## Begin SUPPLIED DATA
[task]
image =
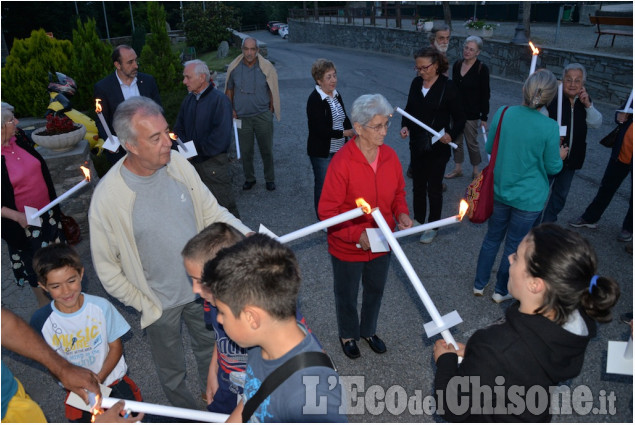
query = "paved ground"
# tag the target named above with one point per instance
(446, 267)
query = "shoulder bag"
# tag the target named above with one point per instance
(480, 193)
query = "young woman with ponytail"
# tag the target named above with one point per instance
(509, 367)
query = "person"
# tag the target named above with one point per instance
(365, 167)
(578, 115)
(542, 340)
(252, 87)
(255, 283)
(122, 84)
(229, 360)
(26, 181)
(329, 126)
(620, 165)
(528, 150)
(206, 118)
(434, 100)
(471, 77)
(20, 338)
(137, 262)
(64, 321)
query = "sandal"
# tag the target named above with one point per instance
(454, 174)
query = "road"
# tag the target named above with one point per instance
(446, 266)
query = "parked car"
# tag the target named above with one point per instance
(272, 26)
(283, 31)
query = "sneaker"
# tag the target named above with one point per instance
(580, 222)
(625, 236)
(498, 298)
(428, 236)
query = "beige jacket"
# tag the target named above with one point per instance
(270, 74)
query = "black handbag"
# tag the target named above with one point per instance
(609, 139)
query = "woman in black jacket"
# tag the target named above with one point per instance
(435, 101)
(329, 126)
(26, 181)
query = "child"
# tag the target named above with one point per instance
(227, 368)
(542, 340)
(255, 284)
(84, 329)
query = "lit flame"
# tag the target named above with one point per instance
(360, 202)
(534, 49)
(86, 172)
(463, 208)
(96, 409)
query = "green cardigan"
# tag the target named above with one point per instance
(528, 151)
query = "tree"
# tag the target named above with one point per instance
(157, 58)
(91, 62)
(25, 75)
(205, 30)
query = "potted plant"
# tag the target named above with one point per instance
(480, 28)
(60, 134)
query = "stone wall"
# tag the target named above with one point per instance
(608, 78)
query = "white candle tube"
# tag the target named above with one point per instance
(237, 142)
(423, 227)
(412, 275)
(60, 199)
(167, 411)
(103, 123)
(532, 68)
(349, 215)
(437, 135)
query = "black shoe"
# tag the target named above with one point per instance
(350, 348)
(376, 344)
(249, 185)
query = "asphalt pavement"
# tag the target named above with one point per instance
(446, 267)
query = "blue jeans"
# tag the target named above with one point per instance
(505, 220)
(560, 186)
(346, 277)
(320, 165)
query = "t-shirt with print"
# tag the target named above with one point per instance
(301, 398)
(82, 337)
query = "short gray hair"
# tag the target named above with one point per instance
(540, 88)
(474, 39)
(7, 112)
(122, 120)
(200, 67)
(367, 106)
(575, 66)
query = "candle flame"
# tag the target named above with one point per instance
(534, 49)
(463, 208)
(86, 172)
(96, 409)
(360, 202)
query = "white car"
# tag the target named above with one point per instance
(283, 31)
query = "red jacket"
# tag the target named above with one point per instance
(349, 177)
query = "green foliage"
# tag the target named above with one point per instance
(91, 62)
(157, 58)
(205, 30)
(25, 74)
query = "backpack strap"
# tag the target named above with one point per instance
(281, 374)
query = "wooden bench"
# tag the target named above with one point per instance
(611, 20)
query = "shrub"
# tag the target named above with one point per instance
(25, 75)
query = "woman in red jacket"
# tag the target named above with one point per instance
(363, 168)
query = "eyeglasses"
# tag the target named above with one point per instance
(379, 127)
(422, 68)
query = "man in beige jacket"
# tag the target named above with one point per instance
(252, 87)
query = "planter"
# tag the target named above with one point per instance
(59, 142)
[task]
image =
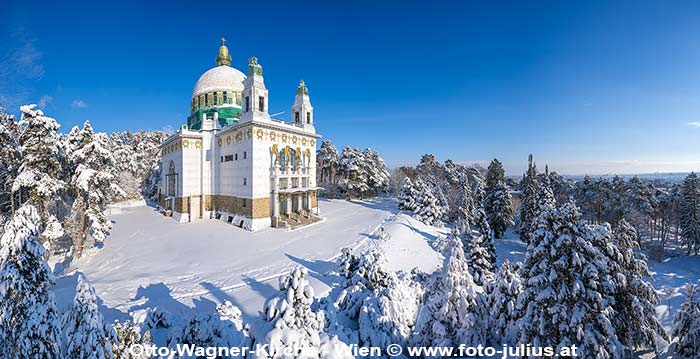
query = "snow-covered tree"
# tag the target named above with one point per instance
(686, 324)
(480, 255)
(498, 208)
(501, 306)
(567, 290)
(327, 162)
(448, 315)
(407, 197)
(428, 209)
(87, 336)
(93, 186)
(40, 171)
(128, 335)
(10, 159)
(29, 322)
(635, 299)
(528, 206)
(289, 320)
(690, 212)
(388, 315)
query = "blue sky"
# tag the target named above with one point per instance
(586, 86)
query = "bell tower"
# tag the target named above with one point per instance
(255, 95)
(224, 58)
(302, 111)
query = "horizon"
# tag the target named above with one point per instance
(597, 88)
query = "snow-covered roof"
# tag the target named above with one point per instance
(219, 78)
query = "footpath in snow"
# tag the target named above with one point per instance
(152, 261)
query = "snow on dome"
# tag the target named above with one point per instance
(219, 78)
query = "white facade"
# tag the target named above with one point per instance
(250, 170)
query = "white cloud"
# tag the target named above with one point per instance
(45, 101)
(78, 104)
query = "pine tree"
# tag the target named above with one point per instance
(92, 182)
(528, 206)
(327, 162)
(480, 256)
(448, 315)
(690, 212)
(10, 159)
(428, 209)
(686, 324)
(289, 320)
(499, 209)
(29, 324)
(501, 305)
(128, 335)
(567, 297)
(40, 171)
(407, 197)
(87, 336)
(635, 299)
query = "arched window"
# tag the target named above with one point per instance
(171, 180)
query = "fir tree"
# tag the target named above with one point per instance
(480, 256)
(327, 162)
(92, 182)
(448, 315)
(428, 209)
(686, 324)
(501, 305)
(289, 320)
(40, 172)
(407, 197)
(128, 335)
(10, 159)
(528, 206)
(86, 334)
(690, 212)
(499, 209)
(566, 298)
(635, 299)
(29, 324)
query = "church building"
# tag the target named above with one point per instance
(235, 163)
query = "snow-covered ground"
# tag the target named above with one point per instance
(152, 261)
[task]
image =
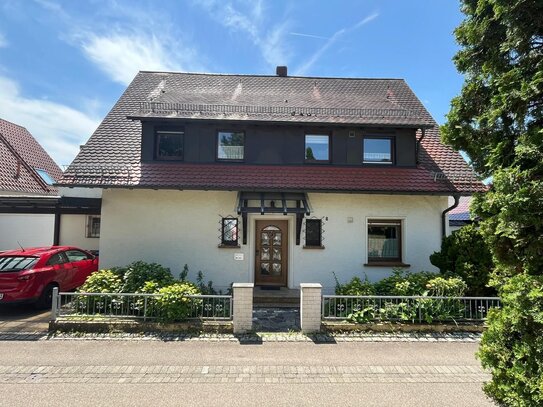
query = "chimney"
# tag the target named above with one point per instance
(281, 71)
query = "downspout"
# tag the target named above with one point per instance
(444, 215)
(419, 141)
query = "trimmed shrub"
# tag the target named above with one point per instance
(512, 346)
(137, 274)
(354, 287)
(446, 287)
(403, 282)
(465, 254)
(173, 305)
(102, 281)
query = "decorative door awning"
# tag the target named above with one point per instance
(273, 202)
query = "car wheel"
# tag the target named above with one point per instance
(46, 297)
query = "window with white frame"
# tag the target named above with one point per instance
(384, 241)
## End SUPPLIED DATA
## Begin SUPPLIED DATA
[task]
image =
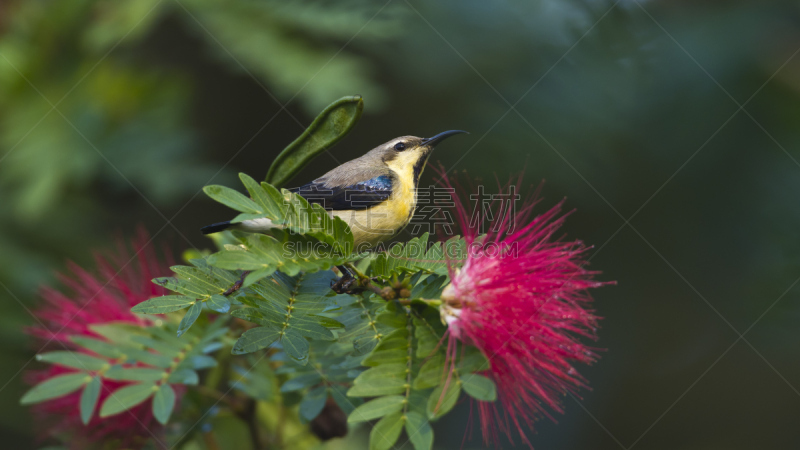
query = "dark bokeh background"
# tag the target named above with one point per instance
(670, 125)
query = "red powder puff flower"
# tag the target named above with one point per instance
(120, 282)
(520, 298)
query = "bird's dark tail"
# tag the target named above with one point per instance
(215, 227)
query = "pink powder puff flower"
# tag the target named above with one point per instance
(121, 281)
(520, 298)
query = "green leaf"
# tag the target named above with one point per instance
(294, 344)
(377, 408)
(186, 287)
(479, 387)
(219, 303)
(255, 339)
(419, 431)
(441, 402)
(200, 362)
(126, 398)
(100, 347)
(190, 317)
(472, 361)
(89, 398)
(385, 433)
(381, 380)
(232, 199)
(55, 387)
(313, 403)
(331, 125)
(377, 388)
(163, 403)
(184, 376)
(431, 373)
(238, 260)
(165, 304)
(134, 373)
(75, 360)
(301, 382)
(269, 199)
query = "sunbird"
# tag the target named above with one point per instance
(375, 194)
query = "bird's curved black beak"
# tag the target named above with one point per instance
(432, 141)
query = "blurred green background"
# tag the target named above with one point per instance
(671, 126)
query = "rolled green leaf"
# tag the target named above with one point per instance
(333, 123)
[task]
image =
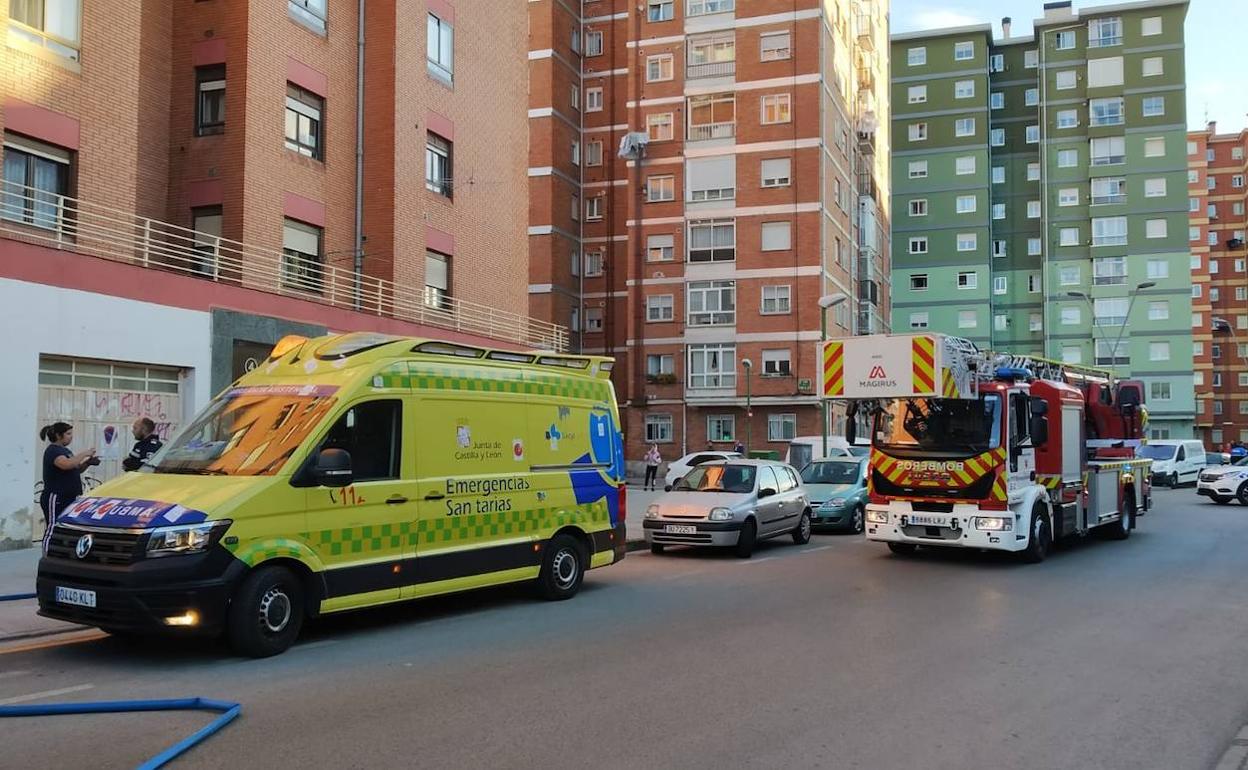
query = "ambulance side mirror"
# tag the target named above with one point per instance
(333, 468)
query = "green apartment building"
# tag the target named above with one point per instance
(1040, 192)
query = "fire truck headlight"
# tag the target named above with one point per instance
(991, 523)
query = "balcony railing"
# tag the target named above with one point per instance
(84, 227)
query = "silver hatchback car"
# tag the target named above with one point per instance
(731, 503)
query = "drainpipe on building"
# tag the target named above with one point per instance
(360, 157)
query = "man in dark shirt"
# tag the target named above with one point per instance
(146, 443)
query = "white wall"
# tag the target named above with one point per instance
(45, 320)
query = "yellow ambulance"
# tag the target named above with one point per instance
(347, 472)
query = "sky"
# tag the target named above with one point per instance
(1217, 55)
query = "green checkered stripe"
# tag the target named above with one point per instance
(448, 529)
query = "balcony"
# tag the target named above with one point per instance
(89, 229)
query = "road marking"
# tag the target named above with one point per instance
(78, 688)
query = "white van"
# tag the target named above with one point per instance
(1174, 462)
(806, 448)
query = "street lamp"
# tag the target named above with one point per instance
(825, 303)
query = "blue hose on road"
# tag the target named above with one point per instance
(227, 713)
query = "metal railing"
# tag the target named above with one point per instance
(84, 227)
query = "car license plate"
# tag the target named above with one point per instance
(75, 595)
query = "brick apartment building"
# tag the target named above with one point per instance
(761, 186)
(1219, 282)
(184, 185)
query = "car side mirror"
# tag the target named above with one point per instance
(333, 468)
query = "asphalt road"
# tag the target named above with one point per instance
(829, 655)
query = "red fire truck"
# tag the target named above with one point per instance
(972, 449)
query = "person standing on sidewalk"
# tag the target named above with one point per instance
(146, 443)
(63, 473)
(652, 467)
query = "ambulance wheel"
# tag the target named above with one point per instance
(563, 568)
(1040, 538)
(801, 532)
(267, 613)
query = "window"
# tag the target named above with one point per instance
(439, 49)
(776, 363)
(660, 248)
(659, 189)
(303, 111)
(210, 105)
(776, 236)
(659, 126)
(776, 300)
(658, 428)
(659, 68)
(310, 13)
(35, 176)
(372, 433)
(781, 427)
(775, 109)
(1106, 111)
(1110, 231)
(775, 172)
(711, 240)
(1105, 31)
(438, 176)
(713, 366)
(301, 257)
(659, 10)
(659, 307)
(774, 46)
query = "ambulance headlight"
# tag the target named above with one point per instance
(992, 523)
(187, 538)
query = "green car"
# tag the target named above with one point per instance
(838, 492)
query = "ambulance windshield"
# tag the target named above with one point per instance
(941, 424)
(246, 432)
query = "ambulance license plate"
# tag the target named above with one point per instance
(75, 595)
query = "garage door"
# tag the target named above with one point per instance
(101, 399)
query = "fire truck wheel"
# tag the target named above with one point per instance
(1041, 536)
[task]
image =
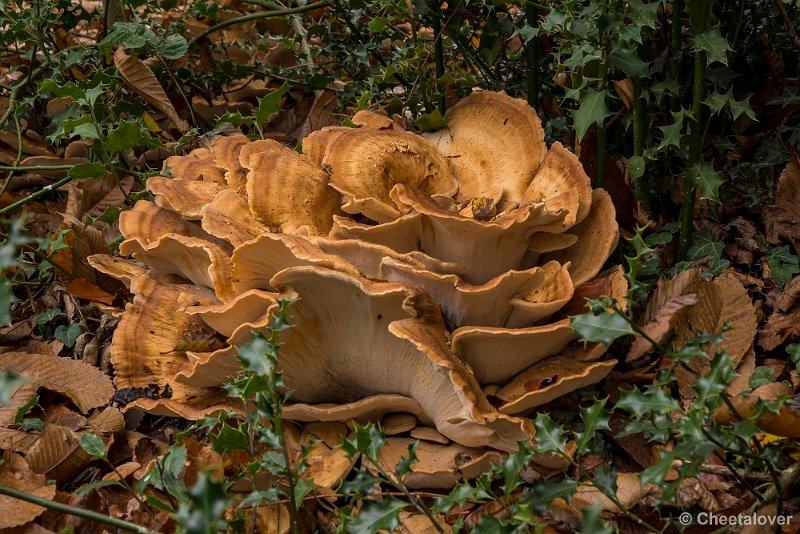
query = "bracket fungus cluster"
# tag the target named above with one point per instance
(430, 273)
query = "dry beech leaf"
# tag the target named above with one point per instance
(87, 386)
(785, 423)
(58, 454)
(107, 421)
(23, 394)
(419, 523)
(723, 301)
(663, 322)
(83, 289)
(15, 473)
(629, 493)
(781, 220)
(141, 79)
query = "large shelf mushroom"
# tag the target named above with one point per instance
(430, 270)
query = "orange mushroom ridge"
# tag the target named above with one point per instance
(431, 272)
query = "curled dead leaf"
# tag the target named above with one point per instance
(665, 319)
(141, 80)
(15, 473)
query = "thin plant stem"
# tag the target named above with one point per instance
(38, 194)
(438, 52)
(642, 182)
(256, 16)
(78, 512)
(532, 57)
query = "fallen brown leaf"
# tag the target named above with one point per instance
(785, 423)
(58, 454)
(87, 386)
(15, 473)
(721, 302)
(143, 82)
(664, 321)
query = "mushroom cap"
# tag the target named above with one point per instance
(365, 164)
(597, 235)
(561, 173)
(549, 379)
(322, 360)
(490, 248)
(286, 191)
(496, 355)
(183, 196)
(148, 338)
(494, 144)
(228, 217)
## End SUPPLIED DATA
Work out how many lines of the records contain the word "person", with case counting, and give only that number.

FINAL RESULT:
2